__PROVIDED RECORDS__:
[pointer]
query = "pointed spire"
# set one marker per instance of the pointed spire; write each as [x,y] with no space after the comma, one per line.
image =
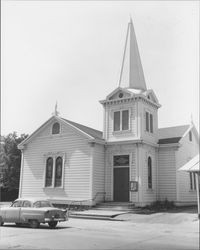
[55,113]
[131,75]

__GIVEN REQUEST__:
Rewrite the lines above, replacing "pointed spire" with "tall steeple" and keeping everything else unchanged. Leave the pictures out of your answer.

__ANSWER FOR THIS EXERCISE__:
[pointer]
query = "tall steeple"
# set one marker per instance of the tall steeple; write each as [x,y] with no space after the comma, one per line.
image =
[55,113]
[131,75]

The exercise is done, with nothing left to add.